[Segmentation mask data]
Segment Open

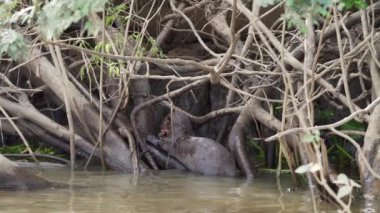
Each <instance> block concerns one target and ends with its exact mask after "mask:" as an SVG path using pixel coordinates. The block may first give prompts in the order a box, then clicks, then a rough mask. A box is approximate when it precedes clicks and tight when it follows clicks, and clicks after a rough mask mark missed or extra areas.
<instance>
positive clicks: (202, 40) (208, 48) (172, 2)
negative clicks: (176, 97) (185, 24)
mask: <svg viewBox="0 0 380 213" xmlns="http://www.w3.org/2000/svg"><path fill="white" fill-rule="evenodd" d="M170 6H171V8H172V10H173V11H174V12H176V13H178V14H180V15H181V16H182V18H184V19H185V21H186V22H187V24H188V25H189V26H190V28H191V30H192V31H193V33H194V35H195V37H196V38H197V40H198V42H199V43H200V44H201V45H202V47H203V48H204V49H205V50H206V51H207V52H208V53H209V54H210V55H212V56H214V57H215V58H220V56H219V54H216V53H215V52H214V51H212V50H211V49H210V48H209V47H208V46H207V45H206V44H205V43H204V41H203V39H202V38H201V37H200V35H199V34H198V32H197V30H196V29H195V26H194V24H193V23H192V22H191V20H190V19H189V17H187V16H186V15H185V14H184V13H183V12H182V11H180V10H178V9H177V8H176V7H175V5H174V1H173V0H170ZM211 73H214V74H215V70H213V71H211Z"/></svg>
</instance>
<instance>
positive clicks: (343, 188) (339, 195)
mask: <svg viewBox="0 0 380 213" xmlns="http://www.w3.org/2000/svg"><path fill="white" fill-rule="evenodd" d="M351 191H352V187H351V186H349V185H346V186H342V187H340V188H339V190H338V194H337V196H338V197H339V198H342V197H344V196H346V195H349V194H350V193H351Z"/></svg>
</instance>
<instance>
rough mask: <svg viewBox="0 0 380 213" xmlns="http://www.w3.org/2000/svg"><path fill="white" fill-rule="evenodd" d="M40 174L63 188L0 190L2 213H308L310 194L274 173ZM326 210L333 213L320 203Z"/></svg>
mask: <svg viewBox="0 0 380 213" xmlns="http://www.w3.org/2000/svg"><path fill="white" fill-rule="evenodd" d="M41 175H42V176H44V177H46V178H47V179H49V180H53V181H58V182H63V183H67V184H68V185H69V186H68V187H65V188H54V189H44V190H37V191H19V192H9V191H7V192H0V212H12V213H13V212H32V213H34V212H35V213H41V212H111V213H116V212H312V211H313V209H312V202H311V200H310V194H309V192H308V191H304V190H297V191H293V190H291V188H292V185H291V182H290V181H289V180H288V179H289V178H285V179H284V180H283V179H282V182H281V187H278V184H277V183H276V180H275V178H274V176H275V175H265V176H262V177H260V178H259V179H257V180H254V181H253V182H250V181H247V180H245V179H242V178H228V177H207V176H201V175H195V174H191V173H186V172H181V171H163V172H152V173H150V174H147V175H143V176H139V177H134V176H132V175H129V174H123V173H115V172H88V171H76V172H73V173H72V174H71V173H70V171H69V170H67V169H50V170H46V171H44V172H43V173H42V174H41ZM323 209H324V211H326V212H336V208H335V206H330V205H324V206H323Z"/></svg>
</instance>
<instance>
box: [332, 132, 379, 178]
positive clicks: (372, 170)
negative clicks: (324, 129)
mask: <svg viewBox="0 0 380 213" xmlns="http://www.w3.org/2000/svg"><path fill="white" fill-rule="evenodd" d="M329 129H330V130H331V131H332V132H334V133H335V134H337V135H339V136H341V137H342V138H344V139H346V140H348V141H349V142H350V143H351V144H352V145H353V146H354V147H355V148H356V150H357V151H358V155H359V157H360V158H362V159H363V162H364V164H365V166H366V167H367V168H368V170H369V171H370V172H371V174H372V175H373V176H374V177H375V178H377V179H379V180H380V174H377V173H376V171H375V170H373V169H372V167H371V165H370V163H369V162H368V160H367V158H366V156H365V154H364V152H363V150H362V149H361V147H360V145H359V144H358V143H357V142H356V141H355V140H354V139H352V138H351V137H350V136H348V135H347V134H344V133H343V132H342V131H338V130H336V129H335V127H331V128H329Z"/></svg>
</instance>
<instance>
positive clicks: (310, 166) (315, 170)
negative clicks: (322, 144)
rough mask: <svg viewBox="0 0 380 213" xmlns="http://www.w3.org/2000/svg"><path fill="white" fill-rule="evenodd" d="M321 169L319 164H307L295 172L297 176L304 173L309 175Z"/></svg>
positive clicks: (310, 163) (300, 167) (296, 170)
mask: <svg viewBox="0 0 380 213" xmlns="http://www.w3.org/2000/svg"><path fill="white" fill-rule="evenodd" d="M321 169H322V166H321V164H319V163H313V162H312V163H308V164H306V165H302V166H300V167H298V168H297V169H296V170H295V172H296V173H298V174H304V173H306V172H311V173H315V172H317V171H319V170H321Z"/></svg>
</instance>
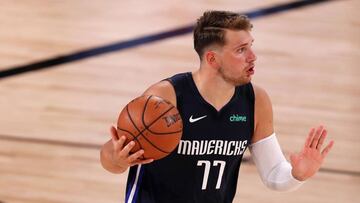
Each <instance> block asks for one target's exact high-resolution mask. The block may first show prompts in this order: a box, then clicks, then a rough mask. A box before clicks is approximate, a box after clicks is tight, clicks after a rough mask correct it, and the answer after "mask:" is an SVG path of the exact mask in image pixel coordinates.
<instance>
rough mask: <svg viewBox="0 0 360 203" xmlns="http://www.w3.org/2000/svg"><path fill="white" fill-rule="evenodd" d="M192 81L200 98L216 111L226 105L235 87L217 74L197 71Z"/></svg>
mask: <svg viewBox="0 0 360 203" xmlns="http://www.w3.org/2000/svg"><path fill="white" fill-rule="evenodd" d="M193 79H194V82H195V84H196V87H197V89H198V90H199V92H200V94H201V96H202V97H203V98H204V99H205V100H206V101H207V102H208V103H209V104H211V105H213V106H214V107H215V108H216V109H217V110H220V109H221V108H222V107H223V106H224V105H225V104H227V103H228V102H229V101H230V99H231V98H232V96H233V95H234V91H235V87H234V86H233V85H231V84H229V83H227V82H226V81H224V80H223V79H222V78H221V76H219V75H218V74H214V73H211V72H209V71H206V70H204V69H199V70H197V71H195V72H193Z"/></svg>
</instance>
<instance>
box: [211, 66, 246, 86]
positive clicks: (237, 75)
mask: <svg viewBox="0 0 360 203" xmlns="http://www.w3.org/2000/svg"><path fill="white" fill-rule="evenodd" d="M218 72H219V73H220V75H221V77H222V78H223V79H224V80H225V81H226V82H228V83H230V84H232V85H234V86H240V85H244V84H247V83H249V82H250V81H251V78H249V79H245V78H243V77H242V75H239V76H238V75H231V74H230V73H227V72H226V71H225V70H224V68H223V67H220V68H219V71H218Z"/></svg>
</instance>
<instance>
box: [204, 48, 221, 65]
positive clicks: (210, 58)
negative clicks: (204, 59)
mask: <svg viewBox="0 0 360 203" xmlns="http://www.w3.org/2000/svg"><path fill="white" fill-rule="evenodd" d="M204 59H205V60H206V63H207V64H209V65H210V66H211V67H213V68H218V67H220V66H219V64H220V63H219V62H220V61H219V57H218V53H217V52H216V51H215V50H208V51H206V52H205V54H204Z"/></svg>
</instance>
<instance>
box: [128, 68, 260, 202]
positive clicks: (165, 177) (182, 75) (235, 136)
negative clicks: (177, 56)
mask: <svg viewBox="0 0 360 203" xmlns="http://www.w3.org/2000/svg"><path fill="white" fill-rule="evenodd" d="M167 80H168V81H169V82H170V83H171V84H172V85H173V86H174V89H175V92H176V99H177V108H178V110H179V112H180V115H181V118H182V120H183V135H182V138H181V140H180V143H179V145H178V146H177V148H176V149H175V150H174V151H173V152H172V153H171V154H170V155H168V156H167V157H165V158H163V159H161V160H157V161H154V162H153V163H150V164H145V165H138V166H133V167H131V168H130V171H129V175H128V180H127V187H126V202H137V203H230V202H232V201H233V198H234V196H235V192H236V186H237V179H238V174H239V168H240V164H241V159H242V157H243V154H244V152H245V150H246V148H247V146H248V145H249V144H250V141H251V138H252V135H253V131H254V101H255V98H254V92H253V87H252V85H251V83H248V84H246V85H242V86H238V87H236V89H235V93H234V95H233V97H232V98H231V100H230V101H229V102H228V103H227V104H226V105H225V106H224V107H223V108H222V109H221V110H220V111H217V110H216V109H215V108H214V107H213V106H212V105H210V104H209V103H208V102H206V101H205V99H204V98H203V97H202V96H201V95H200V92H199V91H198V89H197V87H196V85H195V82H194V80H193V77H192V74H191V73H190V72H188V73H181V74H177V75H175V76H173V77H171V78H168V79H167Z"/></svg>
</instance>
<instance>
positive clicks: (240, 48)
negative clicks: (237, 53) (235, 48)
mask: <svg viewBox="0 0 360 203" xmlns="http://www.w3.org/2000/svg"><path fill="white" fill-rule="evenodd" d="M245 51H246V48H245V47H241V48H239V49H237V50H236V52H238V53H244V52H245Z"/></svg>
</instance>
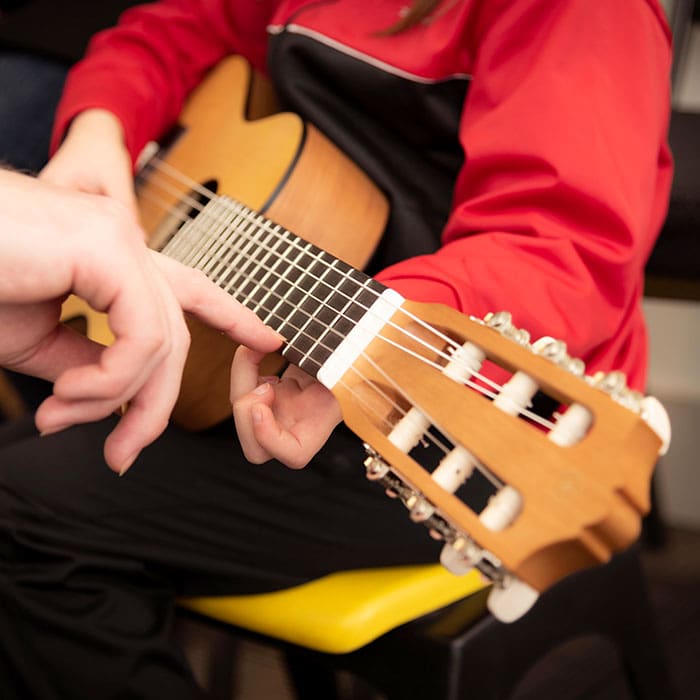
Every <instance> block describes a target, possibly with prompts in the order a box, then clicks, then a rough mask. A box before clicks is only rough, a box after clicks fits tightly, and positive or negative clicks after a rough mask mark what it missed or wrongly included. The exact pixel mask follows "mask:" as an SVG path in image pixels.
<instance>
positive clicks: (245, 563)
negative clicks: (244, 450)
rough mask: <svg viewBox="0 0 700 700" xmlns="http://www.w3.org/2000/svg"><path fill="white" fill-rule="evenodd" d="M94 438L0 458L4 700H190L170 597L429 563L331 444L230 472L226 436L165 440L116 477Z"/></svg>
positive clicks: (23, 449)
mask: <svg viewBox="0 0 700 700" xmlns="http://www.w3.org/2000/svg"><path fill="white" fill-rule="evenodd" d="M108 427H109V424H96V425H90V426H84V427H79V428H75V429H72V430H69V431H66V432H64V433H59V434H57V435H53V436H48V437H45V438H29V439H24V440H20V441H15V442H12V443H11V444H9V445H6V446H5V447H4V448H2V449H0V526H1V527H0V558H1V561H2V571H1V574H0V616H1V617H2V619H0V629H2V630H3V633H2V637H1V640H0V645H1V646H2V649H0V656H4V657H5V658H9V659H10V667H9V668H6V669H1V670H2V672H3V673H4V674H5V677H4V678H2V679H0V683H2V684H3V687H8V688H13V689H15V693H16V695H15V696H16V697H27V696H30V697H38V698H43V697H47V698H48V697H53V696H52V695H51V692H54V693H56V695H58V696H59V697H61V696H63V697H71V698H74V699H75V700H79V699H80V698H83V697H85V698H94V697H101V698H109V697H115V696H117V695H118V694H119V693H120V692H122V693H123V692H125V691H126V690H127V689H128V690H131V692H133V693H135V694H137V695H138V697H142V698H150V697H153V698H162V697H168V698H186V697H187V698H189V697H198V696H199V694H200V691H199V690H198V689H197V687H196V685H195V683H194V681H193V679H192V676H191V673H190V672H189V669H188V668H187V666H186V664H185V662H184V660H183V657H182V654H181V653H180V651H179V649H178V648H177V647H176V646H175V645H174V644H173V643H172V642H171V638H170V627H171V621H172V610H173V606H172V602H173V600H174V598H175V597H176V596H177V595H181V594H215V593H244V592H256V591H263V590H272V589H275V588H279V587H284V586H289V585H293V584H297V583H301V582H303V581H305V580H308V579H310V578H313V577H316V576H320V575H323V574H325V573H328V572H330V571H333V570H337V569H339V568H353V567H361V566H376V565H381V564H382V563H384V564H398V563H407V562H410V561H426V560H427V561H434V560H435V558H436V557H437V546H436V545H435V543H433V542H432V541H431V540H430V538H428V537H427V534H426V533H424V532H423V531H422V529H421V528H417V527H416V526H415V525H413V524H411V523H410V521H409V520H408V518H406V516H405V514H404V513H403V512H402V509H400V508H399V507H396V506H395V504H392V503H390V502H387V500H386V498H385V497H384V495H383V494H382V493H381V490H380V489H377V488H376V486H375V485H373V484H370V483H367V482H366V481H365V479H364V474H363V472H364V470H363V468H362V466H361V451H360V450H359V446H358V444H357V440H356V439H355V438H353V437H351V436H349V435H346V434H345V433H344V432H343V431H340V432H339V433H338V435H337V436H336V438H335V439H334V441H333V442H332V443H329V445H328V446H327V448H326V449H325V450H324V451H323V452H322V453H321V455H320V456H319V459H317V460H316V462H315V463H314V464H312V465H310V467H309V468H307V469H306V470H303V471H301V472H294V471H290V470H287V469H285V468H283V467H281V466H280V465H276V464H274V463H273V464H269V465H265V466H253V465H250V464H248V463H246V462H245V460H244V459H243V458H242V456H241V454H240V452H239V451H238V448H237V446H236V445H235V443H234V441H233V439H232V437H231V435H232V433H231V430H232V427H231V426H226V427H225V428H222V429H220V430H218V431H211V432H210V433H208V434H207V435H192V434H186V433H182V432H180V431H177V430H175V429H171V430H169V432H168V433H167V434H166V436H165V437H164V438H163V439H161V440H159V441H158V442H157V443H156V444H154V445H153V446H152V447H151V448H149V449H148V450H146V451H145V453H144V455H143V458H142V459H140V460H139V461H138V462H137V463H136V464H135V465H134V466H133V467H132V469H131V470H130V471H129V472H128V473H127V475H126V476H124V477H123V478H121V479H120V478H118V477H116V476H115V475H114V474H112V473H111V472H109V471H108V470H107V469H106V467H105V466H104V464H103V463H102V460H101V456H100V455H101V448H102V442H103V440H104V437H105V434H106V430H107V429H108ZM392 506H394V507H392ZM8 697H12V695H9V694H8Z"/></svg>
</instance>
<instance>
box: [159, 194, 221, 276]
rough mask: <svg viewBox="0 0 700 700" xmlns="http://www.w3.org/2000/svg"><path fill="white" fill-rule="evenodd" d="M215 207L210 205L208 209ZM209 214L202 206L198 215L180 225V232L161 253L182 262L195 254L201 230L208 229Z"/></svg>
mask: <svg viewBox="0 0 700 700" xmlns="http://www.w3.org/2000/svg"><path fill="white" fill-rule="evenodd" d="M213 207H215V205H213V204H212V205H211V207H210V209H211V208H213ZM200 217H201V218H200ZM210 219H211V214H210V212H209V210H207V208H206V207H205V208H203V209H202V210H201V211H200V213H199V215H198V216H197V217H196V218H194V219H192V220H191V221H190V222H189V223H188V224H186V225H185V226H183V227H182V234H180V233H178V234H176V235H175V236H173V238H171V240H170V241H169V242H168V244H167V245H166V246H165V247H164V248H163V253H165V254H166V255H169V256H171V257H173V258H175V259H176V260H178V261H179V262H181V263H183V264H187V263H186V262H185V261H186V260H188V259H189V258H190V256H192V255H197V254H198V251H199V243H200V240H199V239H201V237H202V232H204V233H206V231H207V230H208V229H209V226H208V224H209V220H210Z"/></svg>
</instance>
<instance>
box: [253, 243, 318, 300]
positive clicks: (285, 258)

Segment Closed

**WORK INSTRUCTION:** Which lines above hold the string "target"? Please copy all of them.

**TASK SOLUTION:**
Each <instance> block concerns one target and ends with its exact mask after "mask:" as an SVG path using pixel coordinates. The block may first give prompts in the order a box, then clicks, then a rough mask. A box is approximate when it precedes clicks and tight when it follows clicks, and clicks after a rough mask mark missed or extra areas.
Each <instance> block asks for one target's exact high-resolution mask. The block may first show prompts in this order: a box, then clicks, then a rough mask. A box before clicks is approximate, a box after clicks is tight, clicks after a rough mask correct it, and the answer after "mask:" is an SVG path of the exact mask in image pixel coordinates.
Every <instance> block describes a target, possibly with prompts in the order a box, then clicks, then a rough mask. A box before clicks is only rough, a box after clicks fits tightly, and positive or negative clicks after a rough mask mark what it missed or wrongly included. The exact pixel mask follows "mask:" as an SVG path in image pixels.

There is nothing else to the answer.